───── RECORDS SUPPLIED ─────
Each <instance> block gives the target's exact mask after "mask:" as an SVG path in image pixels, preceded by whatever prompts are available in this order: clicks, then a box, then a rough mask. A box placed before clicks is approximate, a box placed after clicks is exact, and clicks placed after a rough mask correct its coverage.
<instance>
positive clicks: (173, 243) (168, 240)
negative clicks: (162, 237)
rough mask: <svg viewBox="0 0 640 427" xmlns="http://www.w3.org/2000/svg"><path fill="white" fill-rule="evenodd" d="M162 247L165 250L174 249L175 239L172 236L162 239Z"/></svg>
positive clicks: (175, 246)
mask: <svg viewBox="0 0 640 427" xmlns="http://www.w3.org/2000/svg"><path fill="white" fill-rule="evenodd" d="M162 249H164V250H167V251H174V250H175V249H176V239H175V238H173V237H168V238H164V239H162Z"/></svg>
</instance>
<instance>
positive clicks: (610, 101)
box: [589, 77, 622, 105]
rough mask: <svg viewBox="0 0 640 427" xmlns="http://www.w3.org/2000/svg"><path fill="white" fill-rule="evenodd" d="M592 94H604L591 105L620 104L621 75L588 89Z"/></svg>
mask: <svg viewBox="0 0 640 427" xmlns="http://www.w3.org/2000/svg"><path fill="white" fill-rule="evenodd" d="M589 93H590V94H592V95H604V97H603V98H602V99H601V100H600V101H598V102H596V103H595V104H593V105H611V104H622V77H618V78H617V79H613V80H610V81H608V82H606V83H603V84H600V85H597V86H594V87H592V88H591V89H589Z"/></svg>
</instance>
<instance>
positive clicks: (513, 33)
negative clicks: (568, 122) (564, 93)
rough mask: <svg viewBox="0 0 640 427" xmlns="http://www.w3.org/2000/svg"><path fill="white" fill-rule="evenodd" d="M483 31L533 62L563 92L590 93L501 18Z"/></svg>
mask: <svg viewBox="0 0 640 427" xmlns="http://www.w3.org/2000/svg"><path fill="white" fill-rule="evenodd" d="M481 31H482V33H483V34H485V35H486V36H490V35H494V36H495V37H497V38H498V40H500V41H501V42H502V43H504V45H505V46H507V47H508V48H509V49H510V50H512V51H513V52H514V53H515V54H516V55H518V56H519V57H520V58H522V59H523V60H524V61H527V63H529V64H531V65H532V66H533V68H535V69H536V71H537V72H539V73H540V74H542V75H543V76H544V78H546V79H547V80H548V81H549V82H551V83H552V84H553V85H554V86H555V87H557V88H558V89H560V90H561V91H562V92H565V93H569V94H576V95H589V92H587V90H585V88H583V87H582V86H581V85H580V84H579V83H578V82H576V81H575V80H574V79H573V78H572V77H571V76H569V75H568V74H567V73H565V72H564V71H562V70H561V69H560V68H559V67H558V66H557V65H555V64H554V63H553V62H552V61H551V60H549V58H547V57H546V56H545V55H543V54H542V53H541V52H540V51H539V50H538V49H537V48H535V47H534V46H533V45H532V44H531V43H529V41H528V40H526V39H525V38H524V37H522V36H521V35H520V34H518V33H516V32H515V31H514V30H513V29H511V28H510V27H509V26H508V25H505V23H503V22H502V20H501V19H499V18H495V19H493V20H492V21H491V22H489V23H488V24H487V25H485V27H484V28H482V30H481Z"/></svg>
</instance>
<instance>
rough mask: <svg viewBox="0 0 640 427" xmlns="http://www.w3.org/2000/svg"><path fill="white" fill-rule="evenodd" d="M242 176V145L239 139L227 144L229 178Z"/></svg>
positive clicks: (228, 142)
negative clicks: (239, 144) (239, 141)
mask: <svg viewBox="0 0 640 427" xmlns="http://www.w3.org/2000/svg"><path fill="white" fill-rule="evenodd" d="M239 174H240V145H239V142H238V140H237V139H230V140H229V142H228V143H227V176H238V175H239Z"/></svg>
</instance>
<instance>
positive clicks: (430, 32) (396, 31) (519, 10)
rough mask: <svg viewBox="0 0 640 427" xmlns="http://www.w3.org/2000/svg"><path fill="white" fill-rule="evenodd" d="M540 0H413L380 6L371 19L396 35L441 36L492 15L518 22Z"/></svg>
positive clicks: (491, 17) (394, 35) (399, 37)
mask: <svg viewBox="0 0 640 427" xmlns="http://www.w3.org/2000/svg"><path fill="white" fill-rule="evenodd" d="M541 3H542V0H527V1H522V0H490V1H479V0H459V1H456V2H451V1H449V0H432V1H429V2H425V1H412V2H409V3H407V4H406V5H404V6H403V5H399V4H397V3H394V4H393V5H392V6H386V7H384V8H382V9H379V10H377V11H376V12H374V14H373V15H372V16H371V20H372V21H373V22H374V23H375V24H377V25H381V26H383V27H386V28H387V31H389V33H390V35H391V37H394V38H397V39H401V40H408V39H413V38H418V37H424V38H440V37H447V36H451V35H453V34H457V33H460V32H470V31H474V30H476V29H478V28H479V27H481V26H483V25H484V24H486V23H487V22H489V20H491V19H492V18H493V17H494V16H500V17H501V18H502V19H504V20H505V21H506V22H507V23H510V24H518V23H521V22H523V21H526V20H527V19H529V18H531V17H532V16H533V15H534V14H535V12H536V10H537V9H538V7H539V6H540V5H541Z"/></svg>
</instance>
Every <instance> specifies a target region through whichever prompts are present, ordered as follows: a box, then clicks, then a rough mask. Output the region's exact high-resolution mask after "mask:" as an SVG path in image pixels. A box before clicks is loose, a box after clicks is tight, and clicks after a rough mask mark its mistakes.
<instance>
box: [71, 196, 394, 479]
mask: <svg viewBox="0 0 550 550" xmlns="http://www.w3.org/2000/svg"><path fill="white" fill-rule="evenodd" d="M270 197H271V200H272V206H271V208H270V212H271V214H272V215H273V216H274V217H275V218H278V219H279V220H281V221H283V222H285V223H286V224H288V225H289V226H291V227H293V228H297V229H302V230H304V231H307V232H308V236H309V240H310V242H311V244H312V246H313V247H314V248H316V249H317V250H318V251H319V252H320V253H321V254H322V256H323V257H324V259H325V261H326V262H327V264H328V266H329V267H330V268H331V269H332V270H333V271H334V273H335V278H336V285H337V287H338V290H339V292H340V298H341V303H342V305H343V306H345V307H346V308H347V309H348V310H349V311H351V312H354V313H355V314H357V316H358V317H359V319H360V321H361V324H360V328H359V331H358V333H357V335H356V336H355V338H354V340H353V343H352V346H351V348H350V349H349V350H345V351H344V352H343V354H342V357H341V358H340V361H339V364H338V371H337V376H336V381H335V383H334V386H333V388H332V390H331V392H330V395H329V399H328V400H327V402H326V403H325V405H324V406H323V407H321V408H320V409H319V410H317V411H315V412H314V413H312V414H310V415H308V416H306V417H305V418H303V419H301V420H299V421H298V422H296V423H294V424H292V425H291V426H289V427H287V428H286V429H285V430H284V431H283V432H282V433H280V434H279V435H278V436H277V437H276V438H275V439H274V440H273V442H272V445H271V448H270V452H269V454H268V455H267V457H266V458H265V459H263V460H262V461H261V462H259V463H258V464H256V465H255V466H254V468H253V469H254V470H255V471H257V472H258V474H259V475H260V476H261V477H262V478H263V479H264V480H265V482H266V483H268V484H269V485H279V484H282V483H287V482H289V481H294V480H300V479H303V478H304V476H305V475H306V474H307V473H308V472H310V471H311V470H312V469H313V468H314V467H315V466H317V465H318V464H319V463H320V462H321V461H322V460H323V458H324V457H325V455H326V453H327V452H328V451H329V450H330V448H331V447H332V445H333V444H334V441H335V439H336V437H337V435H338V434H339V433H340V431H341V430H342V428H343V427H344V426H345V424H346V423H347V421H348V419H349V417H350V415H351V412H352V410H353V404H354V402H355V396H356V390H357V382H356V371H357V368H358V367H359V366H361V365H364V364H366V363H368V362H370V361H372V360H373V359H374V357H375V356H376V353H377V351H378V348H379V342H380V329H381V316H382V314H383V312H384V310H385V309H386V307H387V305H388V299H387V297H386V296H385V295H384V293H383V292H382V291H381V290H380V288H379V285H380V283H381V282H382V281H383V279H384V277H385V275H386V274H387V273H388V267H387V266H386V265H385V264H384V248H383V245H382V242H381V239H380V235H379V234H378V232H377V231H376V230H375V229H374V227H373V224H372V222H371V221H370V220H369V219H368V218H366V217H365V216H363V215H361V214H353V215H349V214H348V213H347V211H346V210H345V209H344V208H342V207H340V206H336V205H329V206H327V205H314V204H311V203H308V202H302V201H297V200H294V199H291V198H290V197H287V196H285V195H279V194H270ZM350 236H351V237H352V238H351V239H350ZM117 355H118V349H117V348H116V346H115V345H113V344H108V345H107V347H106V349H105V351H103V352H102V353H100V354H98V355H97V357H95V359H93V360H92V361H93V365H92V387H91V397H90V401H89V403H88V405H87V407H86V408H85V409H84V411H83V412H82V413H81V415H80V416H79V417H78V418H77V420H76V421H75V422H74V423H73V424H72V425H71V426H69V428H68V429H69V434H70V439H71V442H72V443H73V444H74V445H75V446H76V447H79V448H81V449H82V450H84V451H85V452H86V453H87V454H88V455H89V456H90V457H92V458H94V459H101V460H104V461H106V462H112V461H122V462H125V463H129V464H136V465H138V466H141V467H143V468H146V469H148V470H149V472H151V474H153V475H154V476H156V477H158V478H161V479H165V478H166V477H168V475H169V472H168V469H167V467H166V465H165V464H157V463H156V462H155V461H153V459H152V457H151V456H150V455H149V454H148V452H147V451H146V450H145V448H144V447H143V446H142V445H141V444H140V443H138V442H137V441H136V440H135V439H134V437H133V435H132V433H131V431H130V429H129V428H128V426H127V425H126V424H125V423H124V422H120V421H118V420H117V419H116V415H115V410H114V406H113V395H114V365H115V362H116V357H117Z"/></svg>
─────
» **TO DO**:
Above are some lines. Repeat exactly, and only, those from the line that has "negative clicks: (239, 144) (239, 141)" through the line that has "positive clicks: (430, 32)".

» **RESPONSE TO THE TASK**:
negative clicks: (239, 144) (239, 141)
mask: <svg viewBox="0 0 640 427" xmlns="http://www.w3.org/2000/svg"><path fill="white" fill-rule="evenodd" d="M239 174H240V145H239V142H238V140H237V139H230V140H229V142H228V143H227V176H238V175H239Z"/></svg>
</instance>
<instance>
positive clicks: (430, 32) (396, 31) (519, 10)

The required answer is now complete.